> [Task statement]:
Look for "the meerkat belly." in the entries below. Write out that line and all later lines exactly, ending with the final one.

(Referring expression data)
Segment Open

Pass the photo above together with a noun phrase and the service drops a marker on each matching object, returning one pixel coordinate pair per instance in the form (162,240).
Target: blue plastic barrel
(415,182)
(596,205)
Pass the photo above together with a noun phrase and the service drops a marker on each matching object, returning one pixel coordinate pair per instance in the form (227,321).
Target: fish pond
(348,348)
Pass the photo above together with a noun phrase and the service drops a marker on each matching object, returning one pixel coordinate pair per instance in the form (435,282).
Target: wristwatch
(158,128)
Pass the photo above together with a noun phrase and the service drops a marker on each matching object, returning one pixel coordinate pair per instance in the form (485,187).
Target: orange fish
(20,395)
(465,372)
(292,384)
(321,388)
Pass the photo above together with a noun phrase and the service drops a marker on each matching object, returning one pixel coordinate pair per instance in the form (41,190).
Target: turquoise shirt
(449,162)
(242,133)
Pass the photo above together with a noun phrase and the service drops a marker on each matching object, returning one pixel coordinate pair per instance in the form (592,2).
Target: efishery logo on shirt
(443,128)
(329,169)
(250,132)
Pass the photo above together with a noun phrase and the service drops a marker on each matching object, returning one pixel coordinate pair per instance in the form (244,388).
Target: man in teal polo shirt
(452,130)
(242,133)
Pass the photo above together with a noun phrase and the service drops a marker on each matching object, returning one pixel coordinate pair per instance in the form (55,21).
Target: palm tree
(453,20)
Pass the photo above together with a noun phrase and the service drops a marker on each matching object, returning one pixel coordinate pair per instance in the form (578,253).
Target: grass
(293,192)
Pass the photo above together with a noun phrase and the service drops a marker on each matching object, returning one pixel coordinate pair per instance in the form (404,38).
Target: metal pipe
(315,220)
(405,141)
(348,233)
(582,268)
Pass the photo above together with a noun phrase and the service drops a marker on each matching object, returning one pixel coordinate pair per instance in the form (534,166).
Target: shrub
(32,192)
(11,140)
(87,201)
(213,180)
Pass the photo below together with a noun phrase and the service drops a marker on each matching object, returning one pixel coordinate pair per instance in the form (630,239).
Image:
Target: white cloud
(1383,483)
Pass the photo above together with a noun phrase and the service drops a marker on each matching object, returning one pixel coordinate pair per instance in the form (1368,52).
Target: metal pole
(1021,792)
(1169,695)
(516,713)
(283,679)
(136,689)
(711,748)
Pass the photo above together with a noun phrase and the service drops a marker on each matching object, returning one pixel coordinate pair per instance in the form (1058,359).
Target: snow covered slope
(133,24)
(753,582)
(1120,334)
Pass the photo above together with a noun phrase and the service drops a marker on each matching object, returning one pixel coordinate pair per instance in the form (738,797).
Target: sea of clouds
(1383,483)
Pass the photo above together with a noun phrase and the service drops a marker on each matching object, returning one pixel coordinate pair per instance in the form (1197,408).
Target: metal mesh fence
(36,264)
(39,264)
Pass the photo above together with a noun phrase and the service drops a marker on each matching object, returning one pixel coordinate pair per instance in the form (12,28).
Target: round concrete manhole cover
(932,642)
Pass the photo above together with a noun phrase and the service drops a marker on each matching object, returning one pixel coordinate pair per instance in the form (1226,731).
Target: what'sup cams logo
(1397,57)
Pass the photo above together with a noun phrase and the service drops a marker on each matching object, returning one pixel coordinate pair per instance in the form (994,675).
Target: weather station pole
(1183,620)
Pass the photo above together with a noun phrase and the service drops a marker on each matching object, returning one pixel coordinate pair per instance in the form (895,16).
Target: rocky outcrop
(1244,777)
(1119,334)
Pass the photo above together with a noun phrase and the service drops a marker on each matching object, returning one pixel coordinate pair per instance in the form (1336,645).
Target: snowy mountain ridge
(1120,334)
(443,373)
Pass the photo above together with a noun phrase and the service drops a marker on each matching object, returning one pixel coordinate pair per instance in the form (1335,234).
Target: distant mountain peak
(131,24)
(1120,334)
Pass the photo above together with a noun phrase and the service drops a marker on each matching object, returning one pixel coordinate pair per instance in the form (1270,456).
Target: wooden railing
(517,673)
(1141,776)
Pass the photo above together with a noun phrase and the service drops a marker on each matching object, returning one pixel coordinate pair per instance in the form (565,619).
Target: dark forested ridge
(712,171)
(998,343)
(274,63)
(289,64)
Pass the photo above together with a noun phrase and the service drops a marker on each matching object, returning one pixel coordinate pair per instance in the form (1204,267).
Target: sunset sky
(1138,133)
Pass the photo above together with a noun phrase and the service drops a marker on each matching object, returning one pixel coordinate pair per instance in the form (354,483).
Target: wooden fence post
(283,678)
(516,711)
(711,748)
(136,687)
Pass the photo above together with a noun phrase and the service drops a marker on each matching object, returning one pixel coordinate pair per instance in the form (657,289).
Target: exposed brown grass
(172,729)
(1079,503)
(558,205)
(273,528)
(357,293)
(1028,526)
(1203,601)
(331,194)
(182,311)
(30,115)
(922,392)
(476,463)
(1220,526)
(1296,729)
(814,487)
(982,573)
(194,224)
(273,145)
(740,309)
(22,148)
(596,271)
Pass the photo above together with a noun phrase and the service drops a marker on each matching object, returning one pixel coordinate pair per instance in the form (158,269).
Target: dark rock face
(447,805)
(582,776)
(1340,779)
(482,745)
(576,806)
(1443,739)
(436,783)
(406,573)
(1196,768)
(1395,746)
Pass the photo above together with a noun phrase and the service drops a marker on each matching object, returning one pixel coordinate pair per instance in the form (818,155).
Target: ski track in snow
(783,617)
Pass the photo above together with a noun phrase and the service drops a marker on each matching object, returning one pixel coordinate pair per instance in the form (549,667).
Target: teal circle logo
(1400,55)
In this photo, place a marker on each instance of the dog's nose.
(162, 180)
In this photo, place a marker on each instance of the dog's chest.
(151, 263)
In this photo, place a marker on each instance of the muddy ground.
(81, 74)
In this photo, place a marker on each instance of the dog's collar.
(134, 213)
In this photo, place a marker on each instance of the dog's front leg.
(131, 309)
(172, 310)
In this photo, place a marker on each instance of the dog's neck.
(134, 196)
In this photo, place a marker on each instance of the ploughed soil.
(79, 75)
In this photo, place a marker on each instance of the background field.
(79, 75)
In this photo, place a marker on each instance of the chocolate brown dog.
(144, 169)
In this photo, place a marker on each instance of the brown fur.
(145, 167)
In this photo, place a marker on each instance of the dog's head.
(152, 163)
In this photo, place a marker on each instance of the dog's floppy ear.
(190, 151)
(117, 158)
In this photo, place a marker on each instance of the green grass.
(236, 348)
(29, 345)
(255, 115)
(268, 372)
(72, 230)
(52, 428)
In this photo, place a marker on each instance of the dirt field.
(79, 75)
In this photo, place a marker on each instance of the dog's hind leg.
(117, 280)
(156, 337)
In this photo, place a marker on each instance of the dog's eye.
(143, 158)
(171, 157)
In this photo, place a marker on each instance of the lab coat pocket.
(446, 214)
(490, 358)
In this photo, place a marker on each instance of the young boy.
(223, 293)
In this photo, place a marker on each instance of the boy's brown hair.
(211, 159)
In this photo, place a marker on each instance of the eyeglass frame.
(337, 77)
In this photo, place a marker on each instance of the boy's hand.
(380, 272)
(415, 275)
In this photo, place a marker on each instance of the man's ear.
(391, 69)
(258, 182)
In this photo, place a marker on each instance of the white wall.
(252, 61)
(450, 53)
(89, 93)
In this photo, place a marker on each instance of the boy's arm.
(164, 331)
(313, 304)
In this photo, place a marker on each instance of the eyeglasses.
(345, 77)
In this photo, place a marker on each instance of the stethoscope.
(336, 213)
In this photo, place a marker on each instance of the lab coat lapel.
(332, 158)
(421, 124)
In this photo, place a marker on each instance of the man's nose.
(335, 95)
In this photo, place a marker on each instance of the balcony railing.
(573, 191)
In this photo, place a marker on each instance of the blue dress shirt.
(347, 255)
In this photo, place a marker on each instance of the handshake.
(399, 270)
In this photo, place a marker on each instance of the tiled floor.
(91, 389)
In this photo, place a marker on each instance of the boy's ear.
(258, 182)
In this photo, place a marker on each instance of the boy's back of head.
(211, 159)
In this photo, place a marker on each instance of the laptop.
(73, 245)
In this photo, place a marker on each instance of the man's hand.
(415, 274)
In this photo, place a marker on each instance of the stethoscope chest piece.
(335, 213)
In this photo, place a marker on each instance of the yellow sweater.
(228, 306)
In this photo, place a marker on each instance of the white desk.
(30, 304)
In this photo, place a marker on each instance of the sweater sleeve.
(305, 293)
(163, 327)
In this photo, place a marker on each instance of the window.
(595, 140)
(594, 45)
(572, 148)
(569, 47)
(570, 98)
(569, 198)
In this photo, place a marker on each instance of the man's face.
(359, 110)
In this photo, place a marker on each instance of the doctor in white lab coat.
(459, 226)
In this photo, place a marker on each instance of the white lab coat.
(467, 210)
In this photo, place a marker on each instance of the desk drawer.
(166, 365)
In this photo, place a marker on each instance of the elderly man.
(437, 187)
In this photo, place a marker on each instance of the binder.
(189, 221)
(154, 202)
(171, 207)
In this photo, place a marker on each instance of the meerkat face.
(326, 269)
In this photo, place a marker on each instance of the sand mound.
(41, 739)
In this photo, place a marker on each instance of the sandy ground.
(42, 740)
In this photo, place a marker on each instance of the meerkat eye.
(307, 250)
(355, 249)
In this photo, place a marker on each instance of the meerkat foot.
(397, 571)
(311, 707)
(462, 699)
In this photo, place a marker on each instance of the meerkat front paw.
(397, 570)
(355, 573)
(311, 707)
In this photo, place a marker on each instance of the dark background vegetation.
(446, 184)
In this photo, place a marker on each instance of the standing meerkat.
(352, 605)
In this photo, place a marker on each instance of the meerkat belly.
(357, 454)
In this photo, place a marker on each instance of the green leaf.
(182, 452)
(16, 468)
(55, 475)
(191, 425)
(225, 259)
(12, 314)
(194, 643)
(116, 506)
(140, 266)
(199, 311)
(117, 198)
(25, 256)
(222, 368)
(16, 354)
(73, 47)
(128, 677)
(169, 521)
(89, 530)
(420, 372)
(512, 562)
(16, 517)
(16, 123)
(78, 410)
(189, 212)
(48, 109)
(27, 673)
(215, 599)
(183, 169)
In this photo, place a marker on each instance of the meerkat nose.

Segment Closed

> [Written reply]:
In this photo, place a marker on each instance of the meerkat belly.
(357, 454)
In this photo, place a marker on each instance of the green leaf.
(182, 452)
(16, 468)
(55, 475)
(191, 425)
(225, 259)
(12, 314)
(194, 643)
(116, 506)
(140, 266)
(199, 311)
(117, 198)
(25, 256)
(222, 368)
(16, 354)
(73, 47)
(128, 677)
(169, 521)
(89, 530)
(420, 372)
(512, 562)
(16, 517)
(16, 123)
(78, 410)
(189, 212)
(48, 109)
(27, 673)
(215, 599)
(183, 169)
In this photo, place a marker on each instance of the meerkat nose.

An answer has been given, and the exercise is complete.